__EXTRACT__
------------

We have a project of having a kind of premade-standard-retailler-datawarehouse in the Cloud (hosted on a SQL Server somewhere, and with reports on that).
We send a little software to different customers having the same source system, lets say SAP. Then, they download it, install it, enter the SAP connexion information, then click "EXTRACT MY DATA". The data is then extracted from the source system and sent over the web to my Cloud Datawarehouse.
We may have 10...20..50...500 customers...depending on the strenght of the sales team...
I want to have only ONE datawarehouse (ONE fact table and ONE version of each Dims). They will be partitionned over a key that uniquely identify each customers (ranging from 1 to ...).
I was thinking to create one database for each customers (lot of sense), or maybe on schema
for each customers in the same database (less sense),... but then I'll have to maintain 40 versions of everything (fact / dinensions)...not good.

------------

__GIVEN MATERIAL__

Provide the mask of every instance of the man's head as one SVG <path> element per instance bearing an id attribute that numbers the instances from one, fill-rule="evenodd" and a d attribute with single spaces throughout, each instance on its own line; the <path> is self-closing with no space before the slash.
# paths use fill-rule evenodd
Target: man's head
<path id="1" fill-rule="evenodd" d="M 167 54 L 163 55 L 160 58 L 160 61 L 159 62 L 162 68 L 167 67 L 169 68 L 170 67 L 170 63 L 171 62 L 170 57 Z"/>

------------

__WRITTEN PROBLEM__
Can you extend the forum post about the shared cloud data warehouse for many customers, picking up right after its last sentence?

__EXERCISE OUTPUT__
So my fact table (and every dimensions) have this key (uniqueCustomerKey) to partition the data. One partition for each customer.
My questions: Is that make sense?
Each customers wont have a lot of data in the fact table (max 3-4 millions of records each MAX).
Do anyone see a major caveat in my solution?
The fact table will then be clustered on the partitionKey + the date key
The dimension tables will be partition also the same way (partitionkey + dimKey)
thanks for you lights on that!